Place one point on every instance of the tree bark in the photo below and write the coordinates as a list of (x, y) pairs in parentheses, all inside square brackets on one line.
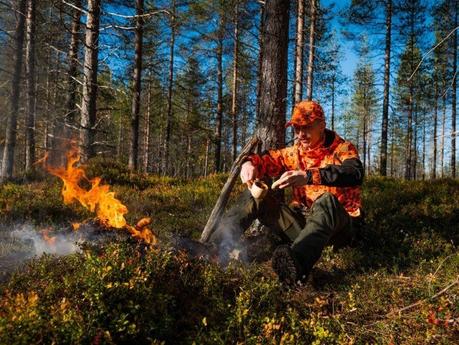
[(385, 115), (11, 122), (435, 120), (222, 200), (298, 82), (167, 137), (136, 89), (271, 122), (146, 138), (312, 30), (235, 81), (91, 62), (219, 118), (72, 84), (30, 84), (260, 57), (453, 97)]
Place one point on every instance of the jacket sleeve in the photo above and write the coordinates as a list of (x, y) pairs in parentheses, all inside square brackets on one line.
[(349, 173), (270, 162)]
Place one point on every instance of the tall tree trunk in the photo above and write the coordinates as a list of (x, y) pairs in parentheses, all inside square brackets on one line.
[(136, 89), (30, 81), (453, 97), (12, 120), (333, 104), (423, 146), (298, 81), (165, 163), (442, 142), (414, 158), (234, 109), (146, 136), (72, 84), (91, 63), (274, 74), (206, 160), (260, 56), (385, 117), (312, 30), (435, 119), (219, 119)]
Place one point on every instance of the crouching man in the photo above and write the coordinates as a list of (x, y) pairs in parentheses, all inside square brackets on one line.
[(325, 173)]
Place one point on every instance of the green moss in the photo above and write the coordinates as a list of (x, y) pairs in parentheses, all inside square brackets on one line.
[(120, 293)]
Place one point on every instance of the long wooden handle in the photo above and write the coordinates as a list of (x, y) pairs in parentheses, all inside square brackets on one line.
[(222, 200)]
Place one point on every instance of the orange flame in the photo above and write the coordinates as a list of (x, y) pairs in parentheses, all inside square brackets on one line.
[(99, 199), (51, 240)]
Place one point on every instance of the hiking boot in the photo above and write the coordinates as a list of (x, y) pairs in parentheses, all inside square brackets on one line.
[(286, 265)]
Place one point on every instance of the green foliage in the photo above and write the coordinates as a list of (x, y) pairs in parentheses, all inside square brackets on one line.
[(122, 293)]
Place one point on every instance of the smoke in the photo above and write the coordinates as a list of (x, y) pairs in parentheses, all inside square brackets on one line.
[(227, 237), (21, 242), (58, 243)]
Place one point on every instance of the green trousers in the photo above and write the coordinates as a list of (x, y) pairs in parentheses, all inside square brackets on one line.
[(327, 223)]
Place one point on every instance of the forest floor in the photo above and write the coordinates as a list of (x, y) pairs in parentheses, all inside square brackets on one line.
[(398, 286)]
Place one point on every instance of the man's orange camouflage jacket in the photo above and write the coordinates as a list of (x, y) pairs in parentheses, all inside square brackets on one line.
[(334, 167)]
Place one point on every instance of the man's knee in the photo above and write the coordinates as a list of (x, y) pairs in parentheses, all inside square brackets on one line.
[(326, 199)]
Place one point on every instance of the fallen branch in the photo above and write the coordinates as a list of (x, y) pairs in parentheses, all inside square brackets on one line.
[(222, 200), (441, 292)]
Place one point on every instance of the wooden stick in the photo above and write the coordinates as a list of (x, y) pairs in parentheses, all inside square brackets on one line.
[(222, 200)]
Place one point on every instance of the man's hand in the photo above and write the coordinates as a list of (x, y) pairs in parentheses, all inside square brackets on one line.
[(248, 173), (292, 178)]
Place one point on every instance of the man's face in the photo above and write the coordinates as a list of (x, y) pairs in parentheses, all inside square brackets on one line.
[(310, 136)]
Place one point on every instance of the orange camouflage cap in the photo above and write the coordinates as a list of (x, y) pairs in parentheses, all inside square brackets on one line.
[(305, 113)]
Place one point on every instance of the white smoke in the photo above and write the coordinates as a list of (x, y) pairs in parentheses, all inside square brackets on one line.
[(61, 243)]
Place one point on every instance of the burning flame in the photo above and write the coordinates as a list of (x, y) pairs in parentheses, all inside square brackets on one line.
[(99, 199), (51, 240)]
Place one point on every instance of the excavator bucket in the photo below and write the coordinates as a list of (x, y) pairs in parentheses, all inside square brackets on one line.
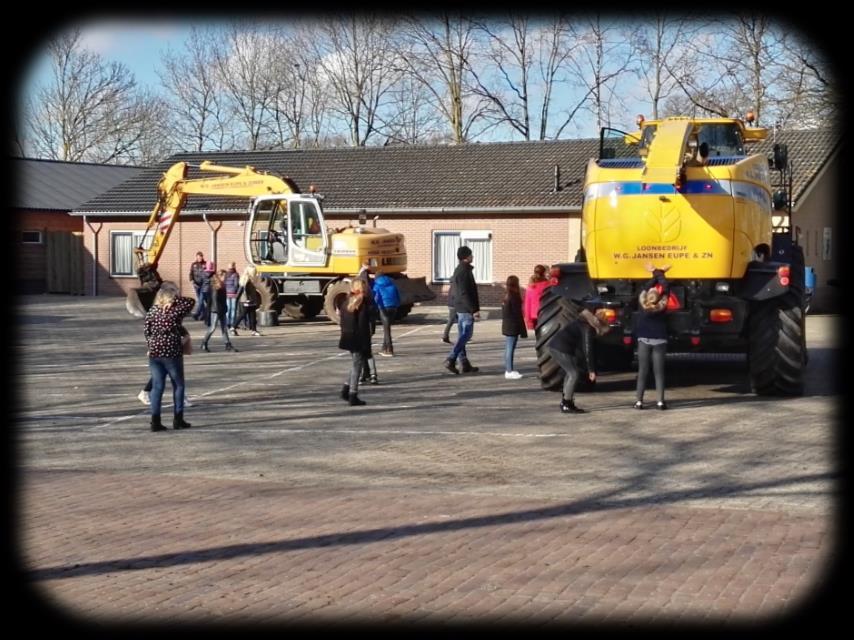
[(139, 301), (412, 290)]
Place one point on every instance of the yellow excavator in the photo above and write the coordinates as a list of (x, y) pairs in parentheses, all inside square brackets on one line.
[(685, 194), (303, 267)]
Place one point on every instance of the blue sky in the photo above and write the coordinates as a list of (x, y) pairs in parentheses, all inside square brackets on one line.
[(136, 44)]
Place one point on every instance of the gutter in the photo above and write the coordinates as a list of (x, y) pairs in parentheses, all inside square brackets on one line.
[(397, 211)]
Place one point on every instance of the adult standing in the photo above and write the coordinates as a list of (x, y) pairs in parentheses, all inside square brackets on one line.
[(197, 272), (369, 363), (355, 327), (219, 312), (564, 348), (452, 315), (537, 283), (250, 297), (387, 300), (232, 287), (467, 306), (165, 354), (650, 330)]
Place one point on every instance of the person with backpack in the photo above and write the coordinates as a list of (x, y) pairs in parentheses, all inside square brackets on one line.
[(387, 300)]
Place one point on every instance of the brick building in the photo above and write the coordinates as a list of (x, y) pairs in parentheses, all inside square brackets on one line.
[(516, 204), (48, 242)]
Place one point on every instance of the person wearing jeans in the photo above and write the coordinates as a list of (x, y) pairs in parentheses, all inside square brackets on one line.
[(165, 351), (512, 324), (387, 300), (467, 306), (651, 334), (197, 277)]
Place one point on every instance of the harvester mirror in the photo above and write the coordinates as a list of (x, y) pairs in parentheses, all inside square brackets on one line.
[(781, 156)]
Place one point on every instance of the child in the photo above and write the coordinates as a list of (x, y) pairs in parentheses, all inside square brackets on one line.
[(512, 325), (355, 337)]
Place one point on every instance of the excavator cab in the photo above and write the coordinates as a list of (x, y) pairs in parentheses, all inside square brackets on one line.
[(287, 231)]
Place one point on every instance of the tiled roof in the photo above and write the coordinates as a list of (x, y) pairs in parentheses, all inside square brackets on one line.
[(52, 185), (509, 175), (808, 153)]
-----
### Exercise details
Pictures are to be left out. Otherwise, copy the material above exactly.

### Task output
Place one point on every instance of the tree bark in the photo below and write the coordinates as a list of (x, y) pairs in parentheses, all inside square brackets on one line.
[(385, 115), (11, 122), (435, 120), (222, 200), (298, 82), (167, 137), (136, 89), (271, 122), (146, 138), (312, 30), (235, 81), (91, 62), (219, 118), (72, 84), (30, 84), (260, 57), (453, 97)]
Place one point on every instance of the jacket sleeve in the photo above and write the coordinates as a list of (x, y) pairs in parentheses, all inside square brackets on one line.
[(349, 173), (270, 162)]
Place one point on every instance of the tall tree trunk in the photo above and write the coordinates as a list of (x, y) pairs in parentheses, all inside square brackets on one line.
[(136, 89), (30, 81), (453, 97), (12, 120), (333, 104), (423, 146), (298, 81), (165, 163), (442, 142), (414, 158), (234, 109), (146, 136), (72, 84), (91, 63), (274, 74), (206, 160), (260, 56), (385, 117), (312, 30), (435, 119), (219, 119)]
Place one point on every instance of the crouching man in the photo above and write the coordinates as a list of (x, y) pairs in parentheses, all inside square brackets on one line.
[(325, 173)]
Place one point on every instance of the green moss in the photo above and write the coordinates as a list of (x, y) pairs in parentheses, all inside square brackets on one line.
[(120, 293)]
Place one point on every instance of the long wooden handle in the photo above and write the coordinates as a list of (x, y) pairs in parentheses, all inside square brackets on one line.
[(222, 200)]
Place one point on every instance of the orange flame in the photo above and write the coordinates as a list of (x, y) pairs in parentheses, all inside square brackets on one line.
[(99, 199), (51, 240)]
Place one point on every instance of the hiking boot in the photo above and write the coordinates as a list of (x, y) pairs in parentheses, all inside square brackets on one line.
[(286, 265)]
Place one point on every instance of the green foliage in the photo above and write the coordinates as a list of (x, y) pairs in parentheses, all inside square brackets on one line.
[(122, 293)]
Place one point on every instance of the smoke in the photo above and write the coordinates as a list of (x, y) pairs in parentheses, all inside square brackets on one line.
[(227, 237), (21, 242), (58, 243)]
Place one point on every instance of the green trousers in the photo above and write the coordinates as a list of (x, y) pairs in parentheses, all inside square brackets on one line.
[(327, 223)]
Place one point on every instance of the forest floor in the photo above and write the coordinates as a list of (x, y) pairs in parentheses, all inside square brackets on one line.
[(398, 286)]
Place one point on every instance of the man's orange camouflage jacket in the photo above and write the coordinates as a list of (x, y) pairs in parentheses, all inside square brackets on one line.
[(334, 167)]
Place one point on every instance of the man's knee in the photo above and write the coordinates as a list of (x, y) pairs in parentheses, all inside square brackets on one line.
[(326, 199)]
Place one point on every instance of the fallen branch in the photo above and write the coordinates as a list of (x, y) pairs in parentheses, all inside square brackets on one line.
[(222, 200), (441, 292)]
Place one point on every instance of the wooden stick in the photo above and write the coordinates as a list of (x, y) pairs in parentheses, all inside square brackets on one line.
[(222, 200)]
Place one point on every instance of the man's hand in the photo above and write the coordinates as a list of (x, y) pairs in parentheses, all inside square brackets on one line.
[(248, 173), (292, 178)]
Place one point on every instance of the man's face in the photo above and write the coordinates as a list of (x, y) pairs in parentheses, all inside square brackets on one line.
[(310, 136)]
Place one point on every instance of the orange camouflage cap in the photo above and write the coordinates as a list of (x, y) pairs in parentheses, all inside square brackets on one line.
[(305, 113)]
Place one point on every instance of the white smoke in the photo above and write the coordinates as a list of (x, y) pairs in parentheses, all inside square brackets on one line.
[(61, 243)]
Place one point on every instance of the burning flame in the photo above and write the coordinates as a list of (x, y) pairs in parentheses, all inside square brackets on one line.
[(99, 199), (51, 240)]
Place one point on every instance of the excavator bucket in the photo below and write the coordinates as a list of (x, y) pairs in parentheses, all inside square brackets on one line.
[(139, 301), (412, 290)]
Place one point on every instance of the yellow excavator in the photo above and write the coordinates as a list of (x, y) pairs in parentheses, all inside square brackets on one line.
[(685, 194), (303, 267)]
Place one point on every instance of the blue sky in the photo above and write the coordinates as a list of (x, y) pairs in parentheses, all inside square brackets on one line.
[(136, 44)]
Place one point on every instance of the gutter in the photo above and write the coordinates as a list of (x, y) pairs in parentheses, all inside square brackets on one line.
[(397, 211)]
Place one point on every instance of the adult standing in the photo above and write the coordinates as a list of (x, y) pairs in parentheses, all inside square brackets on one line.
[(197, 272), (369, 363), (355, 327), (219, 312), (564, 348), (452, 315), (537, 283), (250, 297), (387, 300), (232, 287), (467, 306), (165, 354), (650, 330)]
Place one point on every instance of the person with backpack in the photo above and write the coordinates as a list of (x, y) pairs in parentheses, all inside square brackets on one line.
[(387, 300)]
Place one point on every instance of the brick building in the photo above and write the coordinates as a list of (x, y) pairs in parentheses, all inside square brackets on one line.
[(516, 204), (48, 242)]
Place one point on every instance of the person wearing jeans in the photo above and write the coordinates as a list of (x, y) pairs in parentheses, all inside square brackets on one line.
[(165, 351), (512, 324), (387, 300), (467, 306), (651, 334), (197, 277)]
Place one point on every instance of the harvester mirror in the photo above and write the coordinates as a list of (x, y) pairs in parentheses, all inside square brackets on one line.
[(781, 156)]
Place one point on every instance of the child in the photo above and write the coordinates as a list of (x, y) pairs in parentheses, all inside square brackets on one line.
[(512, 325), (355, 337)]
Place one point on every instance of the excavator cab in the photo above and write the coordinates as a list of (x, y) pairs in parentheses, all inside square brackets on one line.
[(287, 231)]
Place one point on every instance of the tiled roof in the photo above and write the coordinates as a list of (x, y) pairs in parentheses, all inside square brackets on one line.
[(52, 185), (509, 175), (808, 153)]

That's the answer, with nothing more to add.